### ACTIVITY
Carry on the account of Mark's first visit with the kidney transplant team at the University of Kentucky Medical Center, picking up after its final sentence.

### EXERCISE PASSAGE
* * * * * * * * *

Today Mark had his initial visit with the transplant team at the University of Kentucky Medical Center. It has been a long-but very informative and surprisingly optimistic-day. When patients are referred for transplantation by their nephrologist, the initial step is meeting with the transplant team (transplant surgeon, nurses, nurse coordinator, social worker, dietitian). The initial visit includes a great deal of testing (blood and urine analysis, X-ray of chest, ultrasound of abdomen, EKG, etc.) that is completed to determine if indeed a patient is a good candidate for transplantation. After candidacy is determined, the patient is then placed on the waiting list for a cadaveric donor and the search for a living donor begins. This is basically what happened to Mark today.
We were very impressed with the entire transplant team. We especially liked one of the surgeons, Dr. Roberto Gedaly. He had great bedside manner and seemed very down to earth. Dr. Gedaly even maintained his patience with me when I literally asked about 25 different questions! Mark also really liked the nurses who cared for him today. Today was "kidney day" so we had the opportunity to speak with two patients who had already received a transplant. They both had good things to say about UK. I think our overall impression about the transplant clinic at UK was very positive. When I asked Mark what he thought about the UK transplant clinic, he said, "I like it, I'm very pleased. I could go ahead and use this facility without going anywhere else." We have been praying that God would guide us in our pursuit of finding the transplant team that we should use. I felt very comfortable with the UK transplant team. At present, we are thinking that if we find a living donor, we may choose UK as the team. However, if we cannot find a living donor and need to use a kidney from a cadaver, we will definitely visit other clinics to allow us to be placed on the waiting list at several facilities. This is called "multiple listing." (I'll explain it in a later post).

* * * * * * * * *

### DATA EXTRACTS
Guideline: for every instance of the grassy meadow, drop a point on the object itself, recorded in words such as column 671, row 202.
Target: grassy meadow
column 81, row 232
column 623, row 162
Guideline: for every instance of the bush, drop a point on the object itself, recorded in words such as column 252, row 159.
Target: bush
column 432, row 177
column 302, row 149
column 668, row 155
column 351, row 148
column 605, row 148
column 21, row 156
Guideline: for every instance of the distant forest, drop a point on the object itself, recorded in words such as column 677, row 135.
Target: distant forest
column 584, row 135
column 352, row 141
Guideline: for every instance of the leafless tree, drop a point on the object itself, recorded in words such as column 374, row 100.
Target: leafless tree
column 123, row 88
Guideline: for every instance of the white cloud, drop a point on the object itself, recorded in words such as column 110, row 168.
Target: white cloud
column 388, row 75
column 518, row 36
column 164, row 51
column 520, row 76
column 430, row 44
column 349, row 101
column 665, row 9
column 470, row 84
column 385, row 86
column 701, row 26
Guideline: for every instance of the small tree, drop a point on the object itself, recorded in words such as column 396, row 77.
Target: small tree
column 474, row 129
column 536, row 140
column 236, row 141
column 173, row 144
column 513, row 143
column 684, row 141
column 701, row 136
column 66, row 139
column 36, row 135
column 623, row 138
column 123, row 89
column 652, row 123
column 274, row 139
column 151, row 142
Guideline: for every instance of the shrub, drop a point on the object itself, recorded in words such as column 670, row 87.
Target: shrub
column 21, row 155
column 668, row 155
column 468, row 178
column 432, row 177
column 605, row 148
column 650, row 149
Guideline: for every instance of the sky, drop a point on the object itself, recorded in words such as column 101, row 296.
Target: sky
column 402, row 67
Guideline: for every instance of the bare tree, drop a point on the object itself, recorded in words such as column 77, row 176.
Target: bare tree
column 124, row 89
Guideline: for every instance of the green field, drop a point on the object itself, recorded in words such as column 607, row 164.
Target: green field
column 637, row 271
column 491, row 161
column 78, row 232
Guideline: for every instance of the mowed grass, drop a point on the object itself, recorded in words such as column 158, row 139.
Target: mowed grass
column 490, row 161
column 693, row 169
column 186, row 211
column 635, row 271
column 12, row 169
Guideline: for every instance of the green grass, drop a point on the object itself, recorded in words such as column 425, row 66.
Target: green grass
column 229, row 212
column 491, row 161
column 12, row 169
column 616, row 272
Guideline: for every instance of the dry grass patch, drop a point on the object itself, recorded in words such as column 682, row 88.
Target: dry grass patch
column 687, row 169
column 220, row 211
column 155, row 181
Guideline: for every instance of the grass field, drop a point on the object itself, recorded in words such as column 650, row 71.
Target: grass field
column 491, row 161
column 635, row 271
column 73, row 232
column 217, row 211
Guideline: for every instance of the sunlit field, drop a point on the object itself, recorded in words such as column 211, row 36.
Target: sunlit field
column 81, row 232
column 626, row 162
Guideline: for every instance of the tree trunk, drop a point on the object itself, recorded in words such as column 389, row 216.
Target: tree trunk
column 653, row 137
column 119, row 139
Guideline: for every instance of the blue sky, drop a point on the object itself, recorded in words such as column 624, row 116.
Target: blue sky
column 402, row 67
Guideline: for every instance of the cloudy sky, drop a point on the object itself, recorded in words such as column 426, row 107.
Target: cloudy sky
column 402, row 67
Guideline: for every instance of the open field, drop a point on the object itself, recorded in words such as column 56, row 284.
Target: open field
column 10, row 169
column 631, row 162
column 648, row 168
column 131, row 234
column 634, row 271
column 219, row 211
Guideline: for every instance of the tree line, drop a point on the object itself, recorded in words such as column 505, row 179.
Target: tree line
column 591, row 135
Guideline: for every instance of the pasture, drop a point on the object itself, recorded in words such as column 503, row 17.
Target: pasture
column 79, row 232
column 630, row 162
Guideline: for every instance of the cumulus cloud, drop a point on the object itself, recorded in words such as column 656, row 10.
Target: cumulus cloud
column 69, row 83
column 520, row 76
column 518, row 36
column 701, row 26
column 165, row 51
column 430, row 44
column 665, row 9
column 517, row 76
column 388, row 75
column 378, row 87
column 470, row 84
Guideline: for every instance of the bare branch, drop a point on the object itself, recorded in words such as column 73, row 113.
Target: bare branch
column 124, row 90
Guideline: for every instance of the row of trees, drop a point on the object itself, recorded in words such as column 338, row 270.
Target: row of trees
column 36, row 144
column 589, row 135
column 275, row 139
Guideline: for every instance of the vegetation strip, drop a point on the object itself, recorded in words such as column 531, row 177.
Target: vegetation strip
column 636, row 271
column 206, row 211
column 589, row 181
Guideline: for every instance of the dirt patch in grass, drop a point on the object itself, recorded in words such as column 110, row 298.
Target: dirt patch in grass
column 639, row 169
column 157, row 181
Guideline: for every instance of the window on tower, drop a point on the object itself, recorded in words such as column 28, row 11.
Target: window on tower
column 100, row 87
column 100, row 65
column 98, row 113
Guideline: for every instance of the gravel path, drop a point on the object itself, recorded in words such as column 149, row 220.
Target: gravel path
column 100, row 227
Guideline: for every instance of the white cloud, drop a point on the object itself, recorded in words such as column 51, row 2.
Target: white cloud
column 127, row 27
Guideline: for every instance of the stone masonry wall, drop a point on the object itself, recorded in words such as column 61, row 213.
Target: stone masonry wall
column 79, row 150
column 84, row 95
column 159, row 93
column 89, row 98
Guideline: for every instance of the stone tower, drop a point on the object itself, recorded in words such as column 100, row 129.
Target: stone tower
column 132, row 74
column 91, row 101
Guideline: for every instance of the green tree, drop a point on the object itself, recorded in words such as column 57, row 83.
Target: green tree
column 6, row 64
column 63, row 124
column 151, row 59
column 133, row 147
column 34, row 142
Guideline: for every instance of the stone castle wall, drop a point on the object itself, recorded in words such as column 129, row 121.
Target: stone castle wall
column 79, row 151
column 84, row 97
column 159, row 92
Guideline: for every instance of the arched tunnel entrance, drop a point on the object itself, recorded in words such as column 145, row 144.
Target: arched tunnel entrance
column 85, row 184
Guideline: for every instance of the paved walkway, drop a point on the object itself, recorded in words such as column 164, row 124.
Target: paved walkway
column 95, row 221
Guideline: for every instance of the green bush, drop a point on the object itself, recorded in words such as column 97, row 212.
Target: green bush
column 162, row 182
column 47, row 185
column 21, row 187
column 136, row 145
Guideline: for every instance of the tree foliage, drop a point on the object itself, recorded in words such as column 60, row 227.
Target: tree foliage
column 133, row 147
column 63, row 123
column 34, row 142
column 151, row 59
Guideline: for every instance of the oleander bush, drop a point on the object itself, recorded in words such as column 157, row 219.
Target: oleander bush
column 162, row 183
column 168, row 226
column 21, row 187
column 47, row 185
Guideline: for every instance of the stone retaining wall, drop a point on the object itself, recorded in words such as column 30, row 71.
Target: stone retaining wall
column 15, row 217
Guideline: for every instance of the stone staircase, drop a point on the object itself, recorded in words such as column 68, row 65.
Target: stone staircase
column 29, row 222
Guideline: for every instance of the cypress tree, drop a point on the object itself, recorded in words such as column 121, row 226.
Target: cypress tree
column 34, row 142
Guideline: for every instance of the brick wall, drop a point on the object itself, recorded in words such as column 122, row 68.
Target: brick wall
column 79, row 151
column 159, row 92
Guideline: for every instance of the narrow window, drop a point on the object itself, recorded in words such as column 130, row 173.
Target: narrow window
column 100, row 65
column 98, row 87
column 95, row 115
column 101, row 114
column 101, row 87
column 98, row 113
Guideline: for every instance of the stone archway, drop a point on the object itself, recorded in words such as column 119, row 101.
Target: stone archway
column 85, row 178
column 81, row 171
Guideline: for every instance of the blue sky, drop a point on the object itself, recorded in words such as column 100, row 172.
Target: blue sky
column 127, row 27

* * * * * * * * *

### EXERCISE OUTPUT
Dr. Gedaly really emphasized the importance of finding a living donor if at all possible. He mentioned that the outcomes for patients receiving an organ from a living donor are much better than transplantation of an organ from a cadaver. He also stressed the importance of having the transplant as soon as possible. We are hoping to avoid Mark ever needing dialysis. As we mentioned in an earlier post, if Mark's kidney function worsens to a point of being dangerous before a donor is found or before we find one through the waiting list, he would have to go on dialysis. Transplantation outcomes for patients who have never had dialysis are also better than outcomes for patients who have had dialysis. So...our main focus now is finding a living donor!
In an effort to organize all the information and insight we gained today, I am going to post some of our questions to the transplant team and paraphrase their responses.
Do we have any choices other than transplantation?
The only other choice is dialysis. In other words, we have to do something to make Mark's kidney function better.
Would you recommend further testing to ensure Mark was accurately diagnosed or do you feel confident in his diagnosis?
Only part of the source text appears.